Dataset records ->
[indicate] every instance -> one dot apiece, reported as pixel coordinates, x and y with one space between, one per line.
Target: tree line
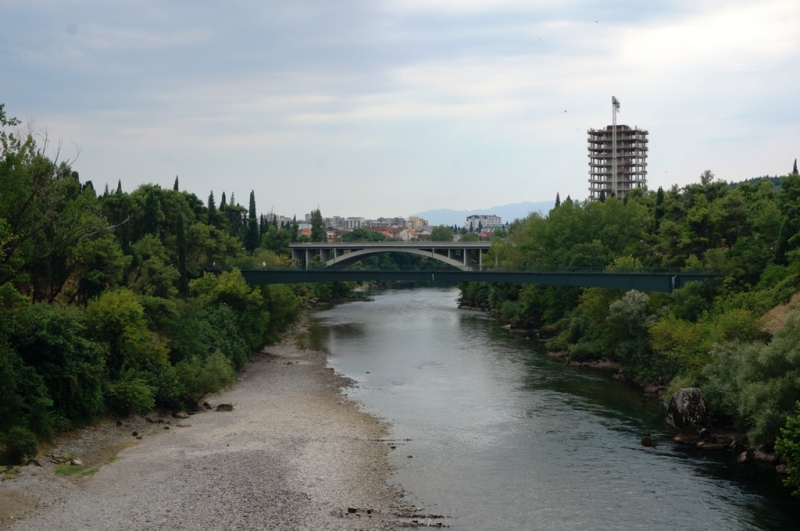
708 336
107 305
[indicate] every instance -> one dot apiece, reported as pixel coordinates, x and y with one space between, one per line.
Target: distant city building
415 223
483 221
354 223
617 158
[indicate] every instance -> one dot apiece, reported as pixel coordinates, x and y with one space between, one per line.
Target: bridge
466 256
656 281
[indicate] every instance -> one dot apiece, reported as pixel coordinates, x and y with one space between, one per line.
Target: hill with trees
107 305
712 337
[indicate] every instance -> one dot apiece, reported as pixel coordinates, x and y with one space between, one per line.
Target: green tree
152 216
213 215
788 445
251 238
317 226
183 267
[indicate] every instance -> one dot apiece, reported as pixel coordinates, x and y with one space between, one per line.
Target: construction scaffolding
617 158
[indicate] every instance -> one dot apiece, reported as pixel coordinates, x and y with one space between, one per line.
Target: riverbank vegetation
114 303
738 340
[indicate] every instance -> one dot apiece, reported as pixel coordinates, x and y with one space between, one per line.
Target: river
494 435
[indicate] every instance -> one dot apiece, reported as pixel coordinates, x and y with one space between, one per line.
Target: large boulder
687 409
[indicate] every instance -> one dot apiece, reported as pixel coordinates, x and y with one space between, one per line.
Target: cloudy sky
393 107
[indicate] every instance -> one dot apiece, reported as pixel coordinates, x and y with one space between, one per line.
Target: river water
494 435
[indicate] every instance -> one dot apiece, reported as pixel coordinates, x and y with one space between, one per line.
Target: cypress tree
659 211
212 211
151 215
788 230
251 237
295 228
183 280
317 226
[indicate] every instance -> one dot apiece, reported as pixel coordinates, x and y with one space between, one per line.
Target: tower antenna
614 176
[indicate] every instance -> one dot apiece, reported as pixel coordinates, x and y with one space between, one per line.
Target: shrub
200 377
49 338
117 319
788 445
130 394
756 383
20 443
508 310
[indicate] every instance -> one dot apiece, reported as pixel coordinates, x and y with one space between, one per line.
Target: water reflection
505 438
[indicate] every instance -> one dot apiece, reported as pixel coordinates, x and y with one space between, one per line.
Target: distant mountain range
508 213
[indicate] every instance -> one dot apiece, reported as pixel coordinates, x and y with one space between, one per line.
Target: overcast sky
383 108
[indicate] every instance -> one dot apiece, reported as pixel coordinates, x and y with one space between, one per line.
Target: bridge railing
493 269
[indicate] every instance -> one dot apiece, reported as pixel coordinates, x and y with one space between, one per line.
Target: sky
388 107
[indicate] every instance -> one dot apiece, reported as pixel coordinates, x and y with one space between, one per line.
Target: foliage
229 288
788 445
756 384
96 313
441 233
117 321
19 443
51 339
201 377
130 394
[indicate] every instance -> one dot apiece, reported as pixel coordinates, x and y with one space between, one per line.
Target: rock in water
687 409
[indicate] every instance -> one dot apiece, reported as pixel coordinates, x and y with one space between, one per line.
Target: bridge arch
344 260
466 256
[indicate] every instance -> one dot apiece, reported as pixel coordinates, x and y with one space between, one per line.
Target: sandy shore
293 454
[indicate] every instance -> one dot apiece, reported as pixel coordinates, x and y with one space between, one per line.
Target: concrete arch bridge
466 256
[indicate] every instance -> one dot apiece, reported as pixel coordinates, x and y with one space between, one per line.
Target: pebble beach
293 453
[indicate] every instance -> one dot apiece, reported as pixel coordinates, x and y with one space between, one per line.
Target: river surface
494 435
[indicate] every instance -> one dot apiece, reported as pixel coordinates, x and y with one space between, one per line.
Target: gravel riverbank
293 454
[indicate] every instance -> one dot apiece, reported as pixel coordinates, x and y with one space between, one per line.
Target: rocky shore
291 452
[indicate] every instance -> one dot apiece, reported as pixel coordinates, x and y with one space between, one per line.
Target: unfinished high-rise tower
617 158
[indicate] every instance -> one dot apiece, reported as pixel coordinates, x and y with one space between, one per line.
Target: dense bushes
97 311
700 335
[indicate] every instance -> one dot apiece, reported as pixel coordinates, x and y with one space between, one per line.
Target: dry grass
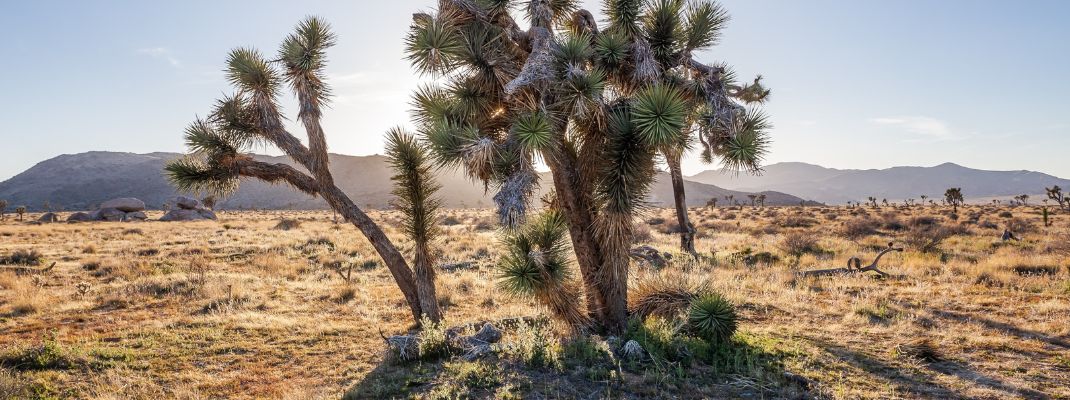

Your objective ->
The answer must reproduce every line of the records above exactly, with all pictures left out.

Answer space ->
[indicate] every instance -> one dot apiece, reported as pixel coordinates, x and y with one space between, one per line.
Target: tree line
708 336
107 305
[indicate] every instance -> one dot apiece, reported as pixel coordinates, x and y with one space between, one per line.
Target: distant city building
415 223
483 221
354 223
617 158
[indicate] every instance -> one dot apiece, reported as pixel coordinates, x and y with one space between, one per line.
Target: bridge
466 256
656 281
[indicate] every instance -> one dot apiece, reported as pixel coordinates, x and y with one space between, one per line.
Target: hill with trees
107 305
712 337
[indicate] every instance -> one dot apiece, reported as pixel coordinates, x and y with one space between, one per line.
Target: green tree
152 216
213 215
788 445
251 238
317 226
183 267
[indicate] every instance -> one dot apiece, reported as pixel coordinates, x and y with one space between, one per line.
Target: construction scaffolding
617 158
[indicate] every instance -> one dot apiece, reported as pixel coordinates, x and y with one space between, one per line.
Target: riverbank vegetation
114 303
738 340
[indicate] every instance -> one dot apiece, reported as pixel coordinates, x and y with one space between, one per line.
Target: river
494 435
[indicate] every instance -> one dot apiece, reported as pixel coordinates, x and y with one space between, one per line.
Target: large boulder
687 409
[indicate] every instance -> one dot apiece, reported as pixel coordinates, x and y with one space between, one per line.
Target: cloudy sky
393 107
[indicate] every instance -> one dot apiece, reported as pixel coordinates, x and y with one space between, one per line.
Target: river water
494 435
[indicate] every instance -> one dot apiece, reported as pixel coordinates, x and y with one space between, one per line.
Target: cypress tree
659 211
212 211
151 215
788 230
251 237
295 228
183 280
317 226
[indicate] every instance -> one dot apiece, reported as pixel coordinates, x and y with one space between, one per line.
Target: tower antenna
614 176
[indicate] every instance -> one dot apiece, reported as pixel coordinates, x and y with one space between, one per line.
Target: shrub
200 377
49 338
117 319
788 445
130 394
756 383
20 443
508 310
[indicate] every instance -> one dot apiece, reported as pixel coordinates, x and y with one space between, one per line.
Target: water reflection
505 438
[indicate] every instance -> one dot apiece, reported as pixel coordinates, x and y with one space between, one per line.
Target: distant mountain range
508 213
[indicate] every instance -> one dot apiece, reported as pixel coordinates, x and y with one space between, one per line.
Target: overcast sky
383 108
[indicate] every instance -> one dot apiece, reported as pixel coordinates, x and y with one space between, one per line.
Target: bridge railing
493 269
[indicate] every instance -> one dot apiece, reported as pixel coordinates, x and y with one space between, one per line.
Target: sky
388 107
[indicate] every instance -> one dot apiece, reported as pixel coordinates, x and y with one space between, one per line.
Target: foliage
229 288
788 445
756 384
96 313
441 233
117 321
19 443
51 339
201 377
130 394
[indicate] every instance -> one dot apiece, reported as pixel coordinates, x and y with one space between, one per line.
Target: rock in water
687 409
[indicate] every instance -> one dot apiece, reported as pixel coordinates, x and y with one space between, one per line.
Target: bridge arch
344 260
466 256
[indicate] every instance -> one dot apiece, reported as pixel coordinates, x and y with one space between, one per line.
Target: sandy shore
293 454
[indicate] every instance -> one dot apiece, reported as pixel coordinates, x and y with one space between, one per line.
Target: concrete arch bridge
466 256
[indicate] every instance -> one dot apiece, reported as pixel coordinates, x and y with one space between, one per line.
Target: pebble beach
293 453
[indicate] every instance -> one dot apiece, reported as pixel coordinates, x and y with one space between, one per line.
Target: river surface
494 435
[indicate] every instance -> one dot apiece, reported as pixel coordinates, x and y with one space between, one per line.
Target: gravel riverbank
293 454
[indicate] every instance -> one dot apiece, reported as pixel coordinates, x and y with one space between, one per line.
Target: rocky shore
291 452
[indicate] every instance -> one dot apiece, reported as pixel coordinates, x and y with one space between, one per line.
Target: unfinished high-rise tower
617 158
[indicate] every instance -> one dot apiece, reported as pixel coordinates, x and y with one space between, one per line.
Target: dense bushes
97 311
700 335
[indicate] every instance -> one dot apiece, reported as pixel coordinates, x and y with one space between, one per line.
Target: dry grass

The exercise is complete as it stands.